Source document -
○ ○ ○

Intro

The Small Bookstore wants your help to scrape the Amazon book prices, so they better can compete.

What you will learn

  • Primarily:
    • Web scraping
  • Secondarily:
    • Dynamic web scraping
    • Excel
    • Regex

Client Name

The Small Bookstore

Process Name

WebScrapeAmazon

Description

The local book store wants to battle might Amazon, and you’re helping them automatically compare prices. So here we scrape Amazon book prices to use them in the comparison later.

  • Download the course material here
  • Read the Excel book called data
  • Set the active Excel worksheet to Topics
  • Do an Amazon search for each of the topics in the book section (pick ‘Books’ from the drop-down)
  • Scrape the results (Title, Author, and Price) into a new Excel sheet with the topic name as the sheet name
  • Close (and save) Excel
  • Advanced:
    • Create a loop that scrapes the first three pages of search search
    • Can we tune the Excel results? Hint: Regex

Hints

  • Launch Excel
    • Open the Data Excel book
  • Launch new Chome
  • Set active Excel worksheet
    • Topics
  • Get first free column/row from Excel worksheet
  • Read from Excel worksheet
  • For each
    • Go to web page
    • Add new worksheet
      • Name it %Topic%
    • Set drop-down list value on the web page
      • Books
    • Populate text field on web page
      • %Topic%
    • Click link on web page
    • Extract data from web page
    • Write to Excel worksheet
  • Close excel and save
  • Advanced:
    • Add headers
      • Before the For each
        • Set active Excel worksheet
          • Headers
        • Copy cells from Excel worksheet
          • We’re copying the headers
      • In  the start of the For each
        • Add new worksheet
          • Topic
        • Paste cells to Excel worksheet
    • First three pages
      • Loop (1 to 3)

○ ○ ○

Supplied entries -
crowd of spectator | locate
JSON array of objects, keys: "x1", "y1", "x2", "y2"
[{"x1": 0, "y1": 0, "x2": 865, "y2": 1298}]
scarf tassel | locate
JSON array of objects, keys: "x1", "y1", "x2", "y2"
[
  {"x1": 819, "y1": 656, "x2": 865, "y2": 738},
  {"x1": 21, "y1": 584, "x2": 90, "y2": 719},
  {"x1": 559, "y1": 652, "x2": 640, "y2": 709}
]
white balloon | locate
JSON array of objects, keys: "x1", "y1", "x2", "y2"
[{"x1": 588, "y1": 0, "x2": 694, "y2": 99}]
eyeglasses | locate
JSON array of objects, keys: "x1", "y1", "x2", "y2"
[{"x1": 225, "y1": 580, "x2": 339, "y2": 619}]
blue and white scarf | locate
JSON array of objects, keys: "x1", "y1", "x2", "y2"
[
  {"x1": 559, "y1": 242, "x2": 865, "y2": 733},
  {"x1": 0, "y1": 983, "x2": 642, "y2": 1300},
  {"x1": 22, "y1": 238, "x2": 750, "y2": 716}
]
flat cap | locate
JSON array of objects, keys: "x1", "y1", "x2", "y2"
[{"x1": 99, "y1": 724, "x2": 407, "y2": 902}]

○ ○ ○

Set of tasks -
1. Using the Amazon scraping exercise, decide whether each statement agrees with it. Answer yes or no for each, quoting the words that decide it.
(a) The process is named WebScrapeAmazon.
(b) The Excel worksheet to make active before searching is called Topics.
(c) The advanced loop covers the first five pages of results.
2. Pick up the Amazon scraping exercise after its final line and carry it on.

Activity answers -
1.
(a) Yes: "WebScrapeAmazon"
(b) Yes: "Set the active Excel worksheet to Topics"
(c) No: "Loop (1 to 3)"

2.
        • Get first free column/row from Excel worksheet
        • Move the Extract data and the Write to Excel in the loop since we want to do it three times
        • Click link on web page
          • The next button
    • Regex
      •  Use Regex in the Extract Data to extract the author
 
				
					((?<=^by ).*(?= \|))|((?<=\| by ).*(?= \|))